§ **Lista de atividades**
a. No texto sobre o rim bioartificial, reescreva em forma de lista o parágrafo que começa por "O rim bioartificial, do tamanho de uma chávena de café" e mantenha os factos principais.
b. Resuma em duas frases o texto sobre o rim bioartificial.
c. Escreva a continuação do texto sobre o rim bioartificial a partir do ponto em que termina.

§ **Texto extraído**
>>
Frequentemente chegam-nos questões sobre o tão anunciado “rim biónico”, ou rim bioartificial, que se encontra atualmente em desenvolvimento nos Estados Unidos. Apresentado como “o fim da hemodiálise” em diversas páginas de Internet e notícias que rapidamente se espalham por todo o mundo, é natural que para muitos de nós se torne numa verdadeira esperança, mas que tarda em se tornar uma realidade.
O rim bioartificial, do tamanho de uma chávena de café, consiste em dois módulos que trabalham juntos para eliminar os resíduos. Primeiro, um módulo que consiste num filtro que processa o sangue recebido para criar um ultrafiltrado aquoso que contém toxinas dissolvidas, além de açúcares e sais. O segundo módulo é um biorreator de células renais que processa o ultrafiltrado e envia os açúcares e sais de volta ao sangue. No processo, a água também é reabsorvida no corpo, concentrando o ultrafiltrado na “urina”, que será direcionada para a bexiga para excreção.
De facto, a nível mundial a hemodiálise é o tratamento mais comum para a insuficiência renal crónica desde os anos 60 e, apesar de ter evoluído muitíssimo, para quem passa por estes tratamentos dia após dia, sabe que também tem os seus efeitos secundários, que é limitada no tempo e que interfere com o bem-estar e o dia a dia de todos que com ela têm que conviver.
<<
§ **Excertos dos dados**
>>
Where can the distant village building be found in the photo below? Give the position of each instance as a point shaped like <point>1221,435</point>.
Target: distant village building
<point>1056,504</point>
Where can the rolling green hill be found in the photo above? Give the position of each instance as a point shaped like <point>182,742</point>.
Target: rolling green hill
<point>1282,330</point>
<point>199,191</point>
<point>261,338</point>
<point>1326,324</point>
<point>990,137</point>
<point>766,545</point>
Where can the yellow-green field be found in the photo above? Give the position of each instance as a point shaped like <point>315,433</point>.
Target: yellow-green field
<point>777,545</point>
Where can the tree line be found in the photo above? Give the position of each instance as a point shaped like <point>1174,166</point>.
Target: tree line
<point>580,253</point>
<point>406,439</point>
<<
>>
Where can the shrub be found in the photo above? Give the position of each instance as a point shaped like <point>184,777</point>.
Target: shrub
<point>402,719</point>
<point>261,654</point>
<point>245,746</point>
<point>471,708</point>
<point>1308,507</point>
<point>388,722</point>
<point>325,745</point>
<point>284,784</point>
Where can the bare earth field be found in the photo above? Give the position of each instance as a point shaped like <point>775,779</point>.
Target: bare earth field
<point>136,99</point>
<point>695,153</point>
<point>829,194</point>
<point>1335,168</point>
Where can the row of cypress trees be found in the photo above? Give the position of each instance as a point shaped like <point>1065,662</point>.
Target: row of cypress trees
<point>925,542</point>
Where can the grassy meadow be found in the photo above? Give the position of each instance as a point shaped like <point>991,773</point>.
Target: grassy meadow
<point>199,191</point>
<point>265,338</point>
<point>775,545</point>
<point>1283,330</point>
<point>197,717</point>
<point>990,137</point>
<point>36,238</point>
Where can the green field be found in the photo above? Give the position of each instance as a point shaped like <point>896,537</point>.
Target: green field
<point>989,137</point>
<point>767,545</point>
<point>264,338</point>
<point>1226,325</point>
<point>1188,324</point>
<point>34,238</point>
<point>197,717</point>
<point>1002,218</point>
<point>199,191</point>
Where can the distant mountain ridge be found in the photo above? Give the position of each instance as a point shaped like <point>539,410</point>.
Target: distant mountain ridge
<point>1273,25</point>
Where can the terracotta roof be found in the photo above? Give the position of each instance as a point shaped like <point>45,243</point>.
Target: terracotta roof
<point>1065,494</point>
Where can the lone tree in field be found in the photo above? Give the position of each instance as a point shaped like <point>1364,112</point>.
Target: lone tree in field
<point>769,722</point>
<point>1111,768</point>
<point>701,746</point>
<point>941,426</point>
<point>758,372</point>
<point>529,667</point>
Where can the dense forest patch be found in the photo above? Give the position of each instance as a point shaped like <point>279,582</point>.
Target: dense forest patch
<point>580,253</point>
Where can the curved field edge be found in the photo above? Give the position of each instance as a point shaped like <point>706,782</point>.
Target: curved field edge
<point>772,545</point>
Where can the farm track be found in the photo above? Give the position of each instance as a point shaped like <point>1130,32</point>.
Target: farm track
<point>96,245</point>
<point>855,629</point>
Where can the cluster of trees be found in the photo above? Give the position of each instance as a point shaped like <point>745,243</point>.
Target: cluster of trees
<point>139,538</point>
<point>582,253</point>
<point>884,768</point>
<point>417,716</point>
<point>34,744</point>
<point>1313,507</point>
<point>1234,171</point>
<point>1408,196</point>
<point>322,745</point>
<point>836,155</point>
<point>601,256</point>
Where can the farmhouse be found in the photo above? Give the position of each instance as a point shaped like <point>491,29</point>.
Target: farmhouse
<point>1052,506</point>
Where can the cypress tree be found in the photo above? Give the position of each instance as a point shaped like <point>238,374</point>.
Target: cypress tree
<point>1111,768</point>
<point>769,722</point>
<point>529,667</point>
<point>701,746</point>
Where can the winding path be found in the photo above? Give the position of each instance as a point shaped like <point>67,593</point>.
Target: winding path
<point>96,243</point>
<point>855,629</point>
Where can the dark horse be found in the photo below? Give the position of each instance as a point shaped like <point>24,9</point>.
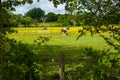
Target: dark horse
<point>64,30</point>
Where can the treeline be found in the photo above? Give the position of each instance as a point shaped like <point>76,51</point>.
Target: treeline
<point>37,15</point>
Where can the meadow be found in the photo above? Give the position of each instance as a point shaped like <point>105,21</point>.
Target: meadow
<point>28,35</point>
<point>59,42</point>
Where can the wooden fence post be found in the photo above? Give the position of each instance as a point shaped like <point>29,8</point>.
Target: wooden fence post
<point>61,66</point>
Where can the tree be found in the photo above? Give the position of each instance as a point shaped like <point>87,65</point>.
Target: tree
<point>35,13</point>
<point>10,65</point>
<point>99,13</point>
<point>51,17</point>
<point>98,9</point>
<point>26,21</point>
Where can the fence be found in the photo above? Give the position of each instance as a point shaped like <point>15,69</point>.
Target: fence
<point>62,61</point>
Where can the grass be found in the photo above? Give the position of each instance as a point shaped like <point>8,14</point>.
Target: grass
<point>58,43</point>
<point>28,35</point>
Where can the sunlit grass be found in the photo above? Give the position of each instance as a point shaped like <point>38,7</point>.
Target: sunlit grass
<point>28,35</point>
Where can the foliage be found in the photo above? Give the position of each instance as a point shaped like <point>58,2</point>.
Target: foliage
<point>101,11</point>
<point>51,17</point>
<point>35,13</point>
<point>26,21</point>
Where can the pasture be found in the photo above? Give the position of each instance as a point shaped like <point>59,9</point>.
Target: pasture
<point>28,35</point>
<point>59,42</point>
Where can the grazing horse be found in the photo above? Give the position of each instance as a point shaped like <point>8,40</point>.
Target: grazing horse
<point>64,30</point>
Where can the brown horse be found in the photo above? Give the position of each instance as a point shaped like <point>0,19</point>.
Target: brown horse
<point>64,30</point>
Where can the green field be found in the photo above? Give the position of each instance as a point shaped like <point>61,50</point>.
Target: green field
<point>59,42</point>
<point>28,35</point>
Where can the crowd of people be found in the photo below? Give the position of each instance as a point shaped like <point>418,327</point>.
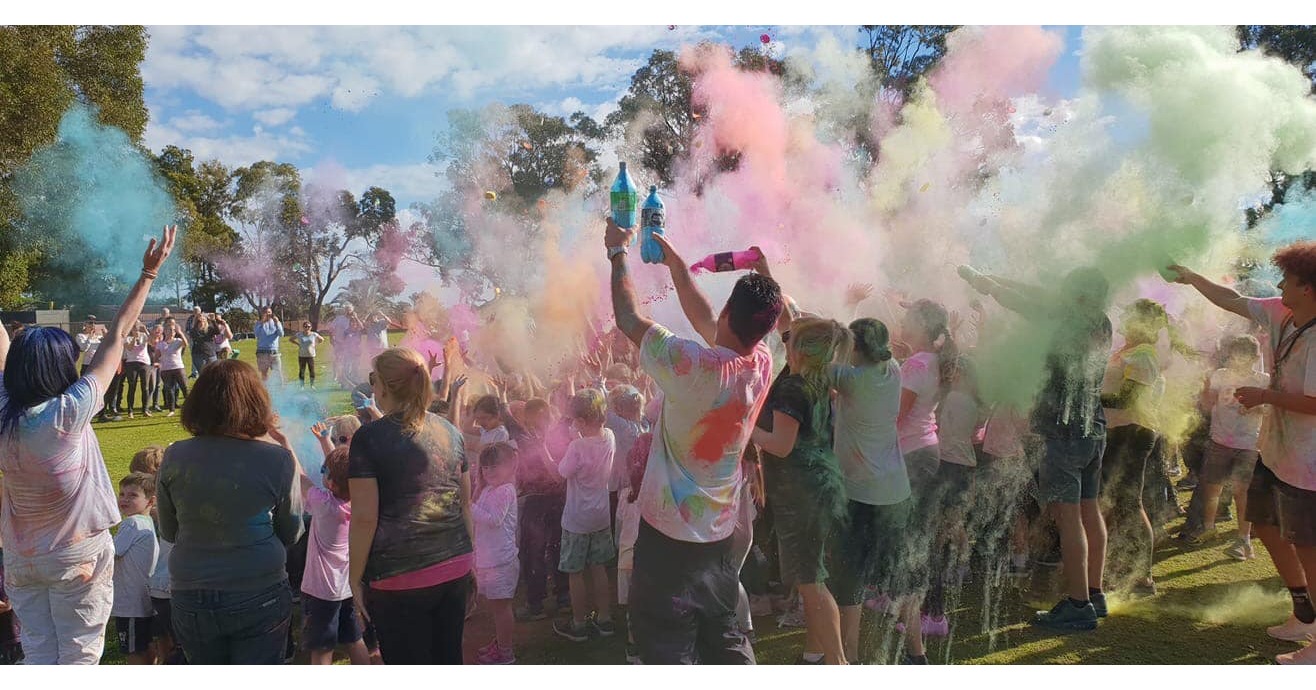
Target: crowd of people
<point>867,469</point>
<<
§ **Resultados por tarefa**
a.
- Tem o tamanho de uma chávena de café e é formado por dois módulos que trabalham em conjunto para eliminar resíduos.
- O primeiro módulo é um filtro que processa o sangue e cria um ultrafiltrado aquoso com toxinas dissolvidas, açúcares e sais.
- O segundo módulo é um biorreator de células renais que processa o ultrafiltrado e devolve os açúcares e os sais ao sangue.
- A água também é reabsorvida, e o ultrafiltrado concentra-se em "urina", que segue para a bexiga para ser excretada.

b. O rim bioartificial, em desenvolvimento nos Estados Unidos e apresentado como "o fim da hemodiálise", tornou-se uma esperança que tarda em se tornar realidade. Este dispositivo, do tamanho de uma chávena de café, usa um filtro e um biorreator de células renais para eliminar resíduos, enquanto a hemodiálise, o tratamento mais comum desde os anos 60, tem efeitos secundários e interfere com o dia a dia de quem a faz.

c.
Existe também a diálise peritoneal, que resolve alguns dos problemas da hemodiálise, mas que também tem as suas próprias limitações e que ainda é muito pouco utilizada no nosso país. E o transplante, apesar de tudo a forma de tratamento mais próxima de se ter uns rins nativos saudáveis, mas que também tem uma esperança média de vida, obriga à toma de medicamentos imunossupressores e nem sempre corre tão bem como esperado.
Assim, é natural que haja muita curiosidade e expectativa relativamente a esta forma de tratamento, esta quinta alternativa de tratamento. A APIR acompanha naturalmente com entusiasmo as investigações que se vão fazendo e, aproveitando uma publicação recente que a equipa de investigação colocou no Facebook, no final do ano de 2019, aqui apresentamos a versão traduzida, para que todos possam estar informados relativamente à situação atual e a expectativas de futuro.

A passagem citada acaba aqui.